#### [Questions to answer]
A) According to the text on pediatric facial trauma, what percentage of the patient population had concomitant bodily injuries?
B) From the text on pediatric facial trauma, write out the passage starting at the words "11 (42.1%), Cavalcanti" and ending after "mechanism of trauma.", swapping "mechanism" for "cause".

#### [Provided text]
──────────────────────────────

29 found that MVA was the most common cause of oral and maxillofacial trauma in their samples, possibly due to the inclusion of adolescents. In the present study, we observed that the incidence of falls decreased with age and varied significantly between children aged 0-6 years and 7-12 years (71.9% vs 41.5%,
P<0.001). On the other hand, MVA, bicycle accidents, sports related injuries, and trauma from tube well handles progressively increased with age. Young children tend to be prone to sustaining injuries through low velocity/energy traumas such as falls because their motor skills are not fully developed. However, when children begin school and are exposed to outdoor activities, the incidence of high energy/velocity trauma, such as MVA, bicycle accidents, sports-related injuries, and trauma from tube well handles increases. Additionally, the incidence of assault or interpersonal violence as a cause of injury was low in our sample (1.3%). This incidence agrees with the results of a Nigerian study
27 (3.8%) and an Austrian study
16 (3.9%), but is much lower than most reported in the literature
6,8,29. Similarly, we observed a low frequency of animal-related facial injuries (n=6, 2.6%) and all but one were among rural residents. This is consistent with the findings of previous studies and supports the observation that human animal conflicts are more common in rural areas
1,12.
In the present study, mandibular fractures were the most common facial fractures (82.8%), and the frequency increased with age. This finding is in agreement with those of previous reports
1,4,11,14,16. Although some studies have shown that nasal bone fractures are the most frequent facial fractures, they were only the second most common type of fracture (22.2%) in our sample
13,24,26. The lower incidence of mandibular fractures in preschool children compared to older children may be attributed to the retruded position of the face in relation to the skull in younger children. However, as age increases, the mandible grows inferiorly and anteriorly and the increased prominence of the middle and lower third of the face correspond to the greater incidence of mandibular and nasal fractures in older children and adolescents. Maxillary fractures constituted 4% all facial fractures in our sample, while zygomatic and orbital fractures were the least common (2.0%), and most of those were due to MVA. This is consistent with the findings of other reports finding that midface fractures are uncommon in children and usually result from high-energy injuries such as MVA
9,13,22.
The incidence of soft tissue injuries (57.3%) in the present study was greater than the incidence of facial fractures (42.7%), which agrees with the findings of other studies
20,27. Furthermore, among the soft tissue injuries, perioral or lip injuries were the most prevalent in our sample. Yang et al.
30 observed that soft tissue injuries are the most common in the lip region due to the prominence of the mandible. The incidence of dentoalveolar fractures was 61.6% in our sample, which agrees with the results found by Gassner et al.
17 (76.3%), but is greater than those found by Kumaraswamy et al.
11 (42.1%), Cavalcanti and Melo
26 (25.8%), and Osunde et al.
27 (12.5%). Zimmermann et al.
9 reported that dentoalveolar fractures are very common in children and are often treated in the outpatient setting. Previous has also shown that type of trauma is generally related to the age of the population
31.
Various studies have shown that 10% to 88% of patients with facial trauma present with associated injuries in other parts of the body
4,9,23,24. Concomitant bodily injuries were registered in 6% of the patient population in our study. The wide variation in the frequency of associated injuries is largely attributed to variation in the mechanism of trauma.
The present study has limitations, which include small sample size and its retrospective nature. Furthermore, we did not study the outcomes of treatment, as treatment is carried out in the Department of Oral and Maxillofacial Surgery at our institution. In addition, our data were obtained from an injury report register maintained in the Department of Pediatric Dentistry, which included referred patients as well as patients coming directly to the outpatient department. Therefore, data from exclusive maxillofacial trauma centers may show different patterns.

──────────────────────────────

[Collected data entries]
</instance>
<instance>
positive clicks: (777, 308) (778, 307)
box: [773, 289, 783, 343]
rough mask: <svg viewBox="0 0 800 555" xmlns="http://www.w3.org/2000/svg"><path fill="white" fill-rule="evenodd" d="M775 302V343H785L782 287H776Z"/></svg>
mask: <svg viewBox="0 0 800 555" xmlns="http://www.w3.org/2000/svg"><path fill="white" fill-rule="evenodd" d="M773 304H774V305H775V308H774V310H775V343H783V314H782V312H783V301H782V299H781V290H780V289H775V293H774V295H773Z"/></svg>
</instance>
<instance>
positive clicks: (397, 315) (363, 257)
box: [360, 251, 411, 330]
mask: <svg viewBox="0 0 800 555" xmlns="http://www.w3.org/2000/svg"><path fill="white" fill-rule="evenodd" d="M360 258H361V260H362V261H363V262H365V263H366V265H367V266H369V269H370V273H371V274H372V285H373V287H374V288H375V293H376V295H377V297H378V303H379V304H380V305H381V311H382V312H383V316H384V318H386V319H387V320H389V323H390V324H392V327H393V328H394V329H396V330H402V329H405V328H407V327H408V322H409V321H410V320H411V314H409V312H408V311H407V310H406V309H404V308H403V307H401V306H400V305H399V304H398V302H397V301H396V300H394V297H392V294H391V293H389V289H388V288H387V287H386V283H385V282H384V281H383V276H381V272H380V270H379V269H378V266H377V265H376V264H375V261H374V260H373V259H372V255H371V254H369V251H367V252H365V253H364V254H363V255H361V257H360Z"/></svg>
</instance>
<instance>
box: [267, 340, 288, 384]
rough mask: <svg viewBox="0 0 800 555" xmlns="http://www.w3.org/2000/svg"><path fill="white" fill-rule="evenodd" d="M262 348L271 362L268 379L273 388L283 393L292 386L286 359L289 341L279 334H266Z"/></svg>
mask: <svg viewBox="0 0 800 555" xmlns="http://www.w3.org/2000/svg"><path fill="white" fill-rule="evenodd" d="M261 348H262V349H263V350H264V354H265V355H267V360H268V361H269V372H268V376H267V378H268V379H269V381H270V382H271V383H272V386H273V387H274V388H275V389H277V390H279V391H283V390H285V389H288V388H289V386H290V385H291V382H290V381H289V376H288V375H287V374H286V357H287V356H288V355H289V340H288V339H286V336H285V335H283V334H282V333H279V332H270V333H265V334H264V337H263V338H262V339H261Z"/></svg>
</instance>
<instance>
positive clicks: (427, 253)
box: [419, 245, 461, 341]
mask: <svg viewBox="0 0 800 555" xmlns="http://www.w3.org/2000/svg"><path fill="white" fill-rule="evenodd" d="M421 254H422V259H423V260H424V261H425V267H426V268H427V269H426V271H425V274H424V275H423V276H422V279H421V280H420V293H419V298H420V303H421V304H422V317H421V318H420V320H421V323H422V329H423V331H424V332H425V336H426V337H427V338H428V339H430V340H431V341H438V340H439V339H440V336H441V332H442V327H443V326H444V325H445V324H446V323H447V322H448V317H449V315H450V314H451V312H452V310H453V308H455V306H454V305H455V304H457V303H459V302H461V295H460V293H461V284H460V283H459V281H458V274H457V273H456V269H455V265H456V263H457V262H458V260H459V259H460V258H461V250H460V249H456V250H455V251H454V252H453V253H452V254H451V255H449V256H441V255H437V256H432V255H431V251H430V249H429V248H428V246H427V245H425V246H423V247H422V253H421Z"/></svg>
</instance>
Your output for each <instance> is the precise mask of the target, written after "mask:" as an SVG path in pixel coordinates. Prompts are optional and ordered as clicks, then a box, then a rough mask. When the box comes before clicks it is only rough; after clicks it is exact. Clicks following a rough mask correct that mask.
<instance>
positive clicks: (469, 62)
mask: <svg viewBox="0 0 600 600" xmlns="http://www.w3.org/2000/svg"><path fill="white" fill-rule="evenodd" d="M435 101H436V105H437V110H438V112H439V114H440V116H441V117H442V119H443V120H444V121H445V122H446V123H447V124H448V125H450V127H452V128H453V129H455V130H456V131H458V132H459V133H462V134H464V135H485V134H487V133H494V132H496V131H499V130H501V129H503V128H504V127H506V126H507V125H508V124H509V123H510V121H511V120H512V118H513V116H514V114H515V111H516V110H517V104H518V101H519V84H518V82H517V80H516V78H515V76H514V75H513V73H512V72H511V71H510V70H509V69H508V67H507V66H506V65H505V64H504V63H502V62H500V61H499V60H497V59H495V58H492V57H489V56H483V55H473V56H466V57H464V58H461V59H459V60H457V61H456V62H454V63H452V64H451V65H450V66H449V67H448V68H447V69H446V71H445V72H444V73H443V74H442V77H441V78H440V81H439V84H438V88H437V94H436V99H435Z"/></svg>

──────────────────────────────

#### [Replies]
A) 6%

B)
11 (42.1%), Cavalcanti and Melo
26 (25.8%), and Osunde et al.
27 (12.5%). Zimmermann et al.
9 reported that dentoalveolar fractures are very common in children and are often treated in the outpatient setting. Previous has also shown that type of trauma is generally related to the age of the population
31.
Various studies have shown that 10% to 88% of patients with facial trauma present with associated injuries in other parts of the body
4,9,23,24. Concomitant bodily injuries were registered in 6% of the patient population in our study. The wide variation in the frequency of associated injuries is largely attributed to variation in the cause of trauma.